**Anotações de pontos para fotos**
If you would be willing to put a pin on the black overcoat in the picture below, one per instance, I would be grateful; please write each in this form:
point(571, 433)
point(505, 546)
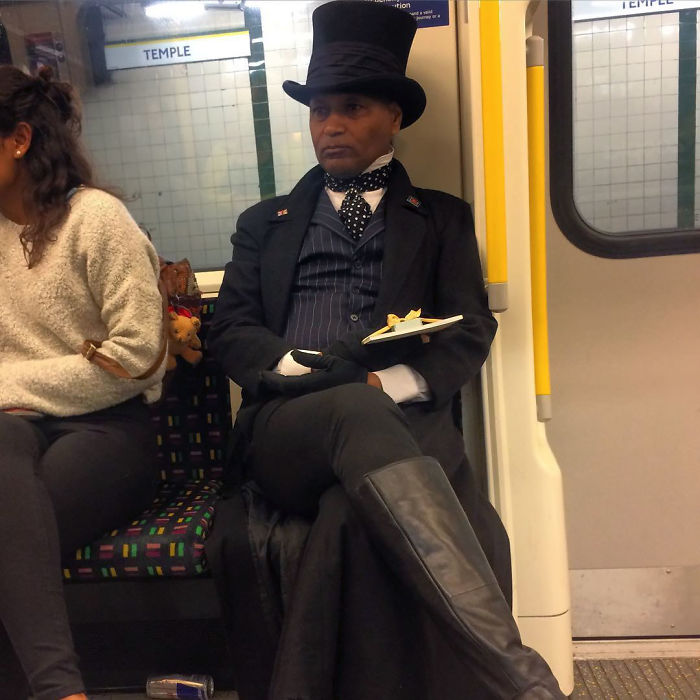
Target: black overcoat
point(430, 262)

--

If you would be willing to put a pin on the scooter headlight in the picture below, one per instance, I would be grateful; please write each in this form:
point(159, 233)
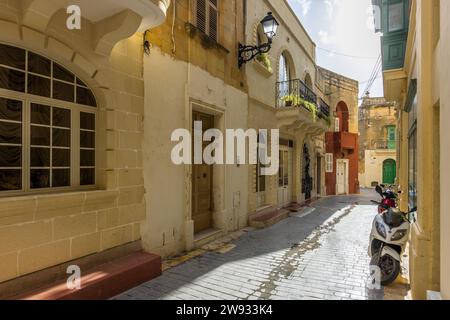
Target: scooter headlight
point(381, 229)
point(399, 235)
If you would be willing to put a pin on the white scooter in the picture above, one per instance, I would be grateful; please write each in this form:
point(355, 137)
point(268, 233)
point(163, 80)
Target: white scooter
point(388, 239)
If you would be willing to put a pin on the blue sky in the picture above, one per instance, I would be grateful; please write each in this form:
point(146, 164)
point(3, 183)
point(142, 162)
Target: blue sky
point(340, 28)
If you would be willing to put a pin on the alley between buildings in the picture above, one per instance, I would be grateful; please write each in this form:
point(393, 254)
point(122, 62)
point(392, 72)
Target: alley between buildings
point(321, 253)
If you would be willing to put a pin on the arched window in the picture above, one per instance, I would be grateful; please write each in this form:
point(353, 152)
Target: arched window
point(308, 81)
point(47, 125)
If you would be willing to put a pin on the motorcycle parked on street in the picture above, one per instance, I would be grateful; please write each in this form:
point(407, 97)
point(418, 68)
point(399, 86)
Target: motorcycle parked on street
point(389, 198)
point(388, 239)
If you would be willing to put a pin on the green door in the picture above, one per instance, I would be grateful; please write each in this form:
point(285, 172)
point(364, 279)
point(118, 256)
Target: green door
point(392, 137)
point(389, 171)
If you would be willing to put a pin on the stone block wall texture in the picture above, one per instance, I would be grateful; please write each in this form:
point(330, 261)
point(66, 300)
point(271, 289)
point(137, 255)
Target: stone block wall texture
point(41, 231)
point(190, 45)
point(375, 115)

* * *

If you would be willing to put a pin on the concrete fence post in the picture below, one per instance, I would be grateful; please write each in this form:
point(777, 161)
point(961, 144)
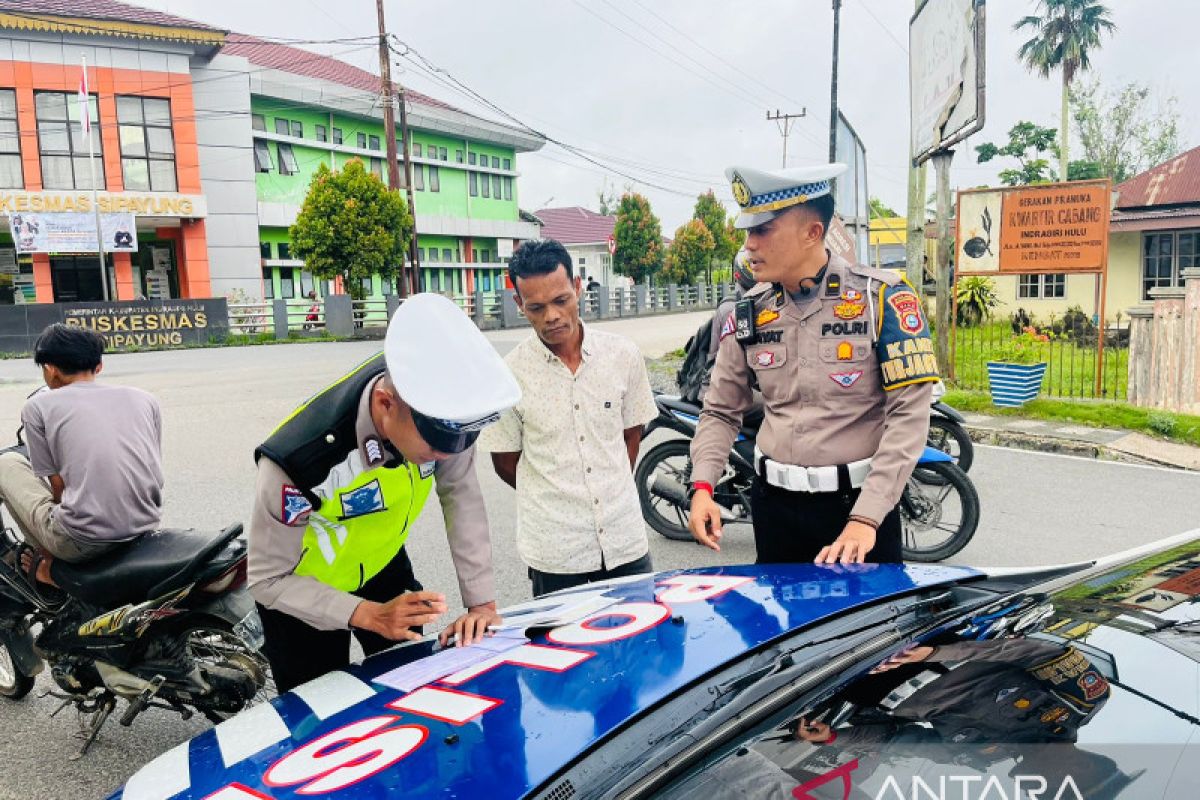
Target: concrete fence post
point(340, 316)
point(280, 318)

**INSTRUÇÕES DO EXERCÍCIO**
Reproduza sem alterações as linhas da listagem, começando pela linha que contém "on the alley" e seguindo até a linha que contém "point(47, 125)", incluindo ambas.

**RESPOSTA ESCRITA**
If you would be willing to put a pin on the alley between buildings in the picture above, one per instance, I would be grateful; please write each in this form:
point(393, 254)
point(122, 62)
point(392, 72)
Target: alley between buildings
point(321, 253)
If you would be willing to put a pin on the arched window in the picture above, one per instance, I would be grateful; please write each in this form:
point(353, 152)
Target: arched window
point(308, 81)
point(47, 125)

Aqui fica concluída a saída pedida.